Document:
-------------------------

2.4.3. Gelet op vorenoverwogene, faalt het betoog.
2.5. Aan het besluit tot verlenging van het huisverbod tot 7 januari 2011 heeft de burgemeester ten grondslag gelegd dat het ernstig vermoeden van de dreiging van gevaar zich na de periode van tien dagen heeft voortgezet.
2.6. [appellant] betoogt dat dit besluit ondeugdelijk aan hem is bekendgemaakt, nu het niet naar zijn gemachtigde is verstuurd en evenmin is neergelegd bij de gemeentesecretarie. Hij stelt eerst enkele dagen na het nemen van het besluit van het bestaan hiervan op de hoogte te zijn gebracht via zijn echtgenote, aan wie een afschrift van het besluit was toegezonden. De voorzieningenrechter heeft volgens hem ten onrechte overwogen dat hij door deze gang van zaken niet in zijn belangen is geschaad. Doordat hij niet op de hoogte was van de verlenging bestond de kans dat hij het huisverbod zou overtreden, waarmee hij een gevangenisstraf van twee jaar zou hebben geriskeerd, aldus [appellant].
2.6.1. Ingevolge artikel 3:40 van de Algemene wet bestuursrecht (hierna: de Awb) treedt een besluit niet in werking voordat het is bekendgemaakt. Ingevolge artikel 3:41 van de Awb geschiedt bekendmaking van besluiten die tot een of meer belanghebbenden zijn gericht, door toezending of uitreiking aan hen. Indien dit niet mogelijk is, geschiedt de bekendmaking op een andere geschikte wijze. Aan deze bepaling is in artikel 2, zevende lid, van de Wth nader invulling gegeven.
Niet in geschil is dat [appellant], nadat het huisverbod was opgelegd, niet aan de burgemeester heeft doorgegeven op welk adres hij bereikbaar zou zijn, zodat het besluit tot verlenging van het huisverbod niet aan hem kon worden toegezonden. Bij de burgemeester was wel het mobiele telefoonnummer van [appellant] bekend. Tevens wist hij dat [appellant] bij het besluit tot oplegging van het huisverbod werd bijgestaan door een gemachtigde. Zoals de Afdeling eerder heeft overwogen (uitspraak van 26 maart 2008 in zaak nr. 200705258/1), vloeit uit artikel 2:1, eerste lid, van de Awb, gelezen in verbinding met de geschiedenis van de totstandkoming van deze bepaling en artikel 6:17 van de Awb, voort dat het optreden van een gemachtigde tot gevolg heeft dat het contact met een belanghebbende in beginsel via die gemachtigde verloopt. Het had derhalve op de weg van de burgemeester gelegen om telefonisch bij [appellant] te informeren of hij nog steeds werd bijgestaan door die gemachtigde, zodat het besluit tot verlenging van het huisverbod aan de gemachtigde kon worden toegezonden en op die manier bekend kon worden gemaakt. Deze wijze van bekendmaking heeft evenwel niet plaatsgevonden. Voorts staat vast dat de burgemeester het besluit niet heeft neergelegd bij de gemeentesecretarie, zodat het ook niet op die manier is bekendgemaakt. De burgemeester heeft op 20 december 2010 volstaan met het telefonisch op de hoogte brengen van [appellant] van de inhoud van het besluit. Dit kan echter niet worden aangemerkt als bekendmaking in de zin van artikel 3:41 van de Awb.

-------------------------

[Gegevens voor het labelen van locaties]
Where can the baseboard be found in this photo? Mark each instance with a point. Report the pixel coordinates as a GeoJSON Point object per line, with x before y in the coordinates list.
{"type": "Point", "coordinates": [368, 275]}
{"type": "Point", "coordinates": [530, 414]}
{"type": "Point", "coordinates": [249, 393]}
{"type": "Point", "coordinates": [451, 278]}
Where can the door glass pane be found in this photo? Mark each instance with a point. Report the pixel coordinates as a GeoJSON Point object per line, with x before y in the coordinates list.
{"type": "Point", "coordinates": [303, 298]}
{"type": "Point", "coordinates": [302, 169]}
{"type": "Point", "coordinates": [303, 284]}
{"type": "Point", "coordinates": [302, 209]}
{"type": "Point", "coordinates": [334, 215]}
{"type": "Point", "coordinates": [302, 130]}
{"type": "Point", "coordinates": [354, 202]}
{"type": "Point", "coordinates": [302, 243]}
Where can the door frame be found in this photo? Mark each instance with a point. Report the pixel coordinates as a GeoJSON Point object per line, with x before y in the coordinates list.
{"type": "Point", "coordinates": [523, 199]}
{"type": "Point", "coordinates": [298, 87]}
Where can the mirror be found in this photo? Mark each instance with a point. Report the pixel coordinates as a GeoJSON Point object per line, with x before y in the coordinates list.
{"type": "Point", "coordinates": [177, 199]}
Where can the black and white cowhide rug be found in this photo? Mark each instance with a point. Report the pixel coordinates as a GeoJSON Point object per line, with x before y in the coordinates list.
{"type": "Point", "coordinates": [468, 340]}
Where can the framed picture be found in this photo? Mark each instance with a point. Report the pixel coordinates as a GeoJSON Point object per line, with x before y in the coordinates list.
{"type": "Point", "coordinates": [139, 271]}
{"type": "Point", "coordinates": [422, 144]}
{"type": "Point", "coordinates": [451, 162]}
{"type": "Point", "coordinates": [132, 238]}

-------------------------

Gegeven opgave 1: Tot welke datum werd het huisverbod verlengd volgens de uitspraak over het huisverbod?
Gegeven opgave 2: Zet de uitspraak over het huisverbod alstublieft voort na de laatste zin.

Resultaat opgave 1: Tot 7 januari 2011.

Resultaat opgave 2:
Gelet op het voorgaande heeft de burgemeester bij de bekendmaking van het besluit in strijd gehandeld met artikel 3:41 van de Awb. Het gaat hierbij evenwel om een onregelmatigheid die dateert van na het nemen van het besluit tot verlenging van het huisverbod. Zoals de Afdeling eerder heeft overwogen (onder meer de uitspraak van 28 mei 1999 in zaak nr. E03.97.0440; www.rechtspraak.nl) kan een dergelijke onregelmatigheid geen grond voor vernietiging van een besluit zijn, aangezien deze niet achteraf de rechtmatigheid van dat besluit kan aantasten. Deze onregelmatigheid zou in dit geval uitsluitend kunnen leiden tot het op een later moment aanvangen van de beroepstermijn. Doordat het huisverbod eerst in werking is getreden, nadat het besluit tot verlenging daarvan alsnog is bekendgemaakt aan [appellant], heeft hij overigens niet het door hem gestelde risico op een gevangenisstraf gelopen. In zoverre is hij door de gang van zaken niet in zijn belangen geschaad.
Gelet op het voorgaande is de voorzieningenrechter terecht, zij het op andere gronden, tot het juiste oordeel gekomen dat de onregelmatigheid met betrekking tot de bekendmaking van het besluit tot verlenging van het huisverbod niet tot vernietiging van dat besluit kan leiden.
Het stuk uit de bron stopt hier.